Start Raw records

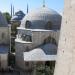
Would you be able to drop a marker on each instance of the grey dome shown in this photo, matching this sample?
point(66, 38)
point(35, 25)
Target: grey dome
point(3, 22)
point(39, 17)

End Raw records

**Exercise brief:** Reproduce all the rows with every occurrence of "grey dome" swapped for "silver cupola" and everything else left as is, omitting the pictures.

**Task output:**
Would you be able to drop a marker on each instance of the silver cupola shown in this photo, matching this sample?
point(66, 38)
point(35, 25)
Target: silver cupola
point(3, 22)
point(39, 17)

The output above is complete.